§ What is being asked:
Print the data below exactly as it appears.

Data for this task Block Start

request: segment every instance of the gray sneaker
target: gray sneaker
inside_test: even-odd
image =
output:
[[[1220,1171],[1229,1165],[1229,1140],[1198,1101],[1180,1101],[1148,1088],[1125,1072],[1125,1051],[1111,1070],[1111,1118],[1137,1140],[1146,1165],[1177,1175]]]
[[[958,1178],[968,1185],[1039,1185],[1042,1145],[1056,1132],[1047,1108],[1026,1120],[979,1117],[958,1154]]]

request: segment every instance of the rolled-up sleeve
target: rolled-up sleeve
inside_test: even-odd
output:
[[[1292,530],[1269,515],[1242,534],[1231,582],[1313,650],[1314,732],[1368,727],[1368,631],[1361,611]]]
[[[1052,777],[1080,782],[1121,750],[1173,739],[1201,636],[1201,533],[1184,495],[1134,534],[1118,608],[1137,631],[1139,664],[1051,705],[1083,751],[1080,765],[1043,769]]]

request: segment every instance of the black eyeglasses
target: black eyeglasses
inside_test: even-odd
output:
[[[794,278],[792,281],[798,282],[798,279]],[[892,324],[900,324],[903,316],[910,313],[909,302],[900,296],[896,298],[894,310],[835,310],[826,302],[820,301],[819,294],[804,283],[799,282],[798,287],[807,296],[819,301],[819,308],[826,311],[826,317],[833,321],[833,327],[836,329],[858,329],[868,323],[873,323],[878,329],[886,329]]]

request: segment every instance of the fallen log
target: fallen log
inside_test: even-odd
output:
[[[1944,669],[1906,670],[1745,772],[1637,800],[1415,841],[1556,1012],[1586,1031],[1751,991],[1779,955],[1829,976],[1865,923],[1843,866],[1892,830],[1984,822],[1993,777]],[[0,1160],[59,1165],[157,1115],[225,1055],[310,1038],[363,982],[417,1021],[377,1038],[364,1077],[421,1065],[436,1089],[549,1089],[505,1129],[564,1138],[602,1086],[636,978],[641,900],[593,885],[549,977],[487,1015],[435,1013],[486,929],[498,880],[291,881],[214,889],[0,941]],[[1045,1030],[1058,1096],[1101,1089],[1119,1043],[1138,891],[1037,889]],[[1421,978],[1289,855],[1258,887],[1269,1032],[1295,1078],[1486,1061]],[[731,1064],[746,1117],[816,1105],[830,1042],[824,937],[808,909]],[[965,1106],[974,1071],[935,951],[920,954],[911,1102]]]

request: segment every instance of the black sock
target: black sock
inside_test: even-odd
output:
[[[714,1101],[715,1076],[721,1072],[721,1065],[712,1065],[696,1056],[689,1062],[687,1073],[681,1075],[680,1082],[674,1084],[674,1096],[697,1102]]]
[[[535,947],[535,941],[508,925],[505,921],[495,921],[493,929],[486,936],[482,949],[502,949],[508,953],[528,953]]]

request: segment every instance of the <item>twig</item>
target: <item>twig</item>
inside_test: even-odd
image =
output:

Data for this task Block End

§ Solution:
request: segment every instance of the gray sneaker
target: gray sneaker
inside_test: even-odd
image =
output:
[[[1220,1171],[1229,1165],[1229,1140],[1198,1101],[1180,1101],[1148,1088],[1125,1072],[1125,1051],[1111,1070],[1111,1118],[1137,1140],[1146,1165],[1177,1175]]]
[[[958,1178],[968,1185],[1039,1185],[1042,1145],[1056,1132],[1047,1108],[1026,1120],[979,1117],[958,1154]]]

request: segment every instance of the rolled-up sleeve
target: rolled-up sleeve
inside_test: even-odd
output:
[[[1292,530],[1269,515],[1242,534],[1231,582],[1313,650],[1314,732],[1368,727],[1368,631],[1361,611]]]
[[[1052,777],[1080,782],[1121,750],[1173,739],[1201,636],[1201,533],[1184,495],[1134,534],[1118,608],[1137,631],[1139,664],[1051,705],[1083,751],[1080,765],[1043,769]]]

request: segment every instance of the black eyeglasses
target: black eyeglasses
inside_test: even-odd
output:
[[[794,278],[792,281],[798,282],[798,279]],[[892,324],[900,324],[903,316],[910,313],[909,302],[900,296],[896,298],[894,310],[835,310],[826,302],[820,301],[819,294],[804,283],[799,282],[798,287],[807,296],[819,301],[819,308],[826,311],[826,317],[833,321],[833,327],[836,329],[858,329],[868,323],[873,323],[878,329],[886,329]]]

request: segment every instance of the fallen log
target: fallen log
inside_test: even-odd
output:
[[[1944,669],[1906,670],[1745,772],[1637,800],[1415,841],[1556,1012],[1586,1031],[1751,991],[1779,955],[1829,976],[1865,923],[1843,866],[1892,830],[1984,822],[1993,777]],[[0,1160],[59,1165],[157,1115],[225,1055],[310,1038],[363,982],[417,1021],[377,1038],[364,1077],[421,1065],[436,1089],[549,1089],[505,1129],[564,1138],[602,1086],[636,978],[641,900],[593,885],[549,977],[487,1015],[435,1013],[486,929],[498,880],[291,881],[214,889],[0,941]],[[1045,1030],[1058,1096],[1101,1089],[1119,1043],[1138,891],[1037,889]],[[1421,978],[1289,855],[1258,887],[1269,1032],[1295,1078],[1486,1061]],[[731,1064],[746,1117],[816,1105],[830,1042],[824,937],[808,909]],[[965,1106],[974,1071],[935,951],[920,954],[911,1102]]]

request: segment every instance of the black sock
target: black sock
inside_test: even-odd
output:
[[[714,1101],[715,1076],[721,1072],[721,1065],[712,1065],[696,1056],[689,1062],[687,1073],[681,1075],[680,1082],[674,1084],[674,1096],[697,1102]]]
[[[535,947],[535,941],[508,925],[505,921],[495,921],[493,929],[486,936],[482,949],[502,949],[508,953],[528,953]]]

request: segment every instance of the <item>twig</item>
target: <item>twig</item>
inside_test: even-odd
image =
output:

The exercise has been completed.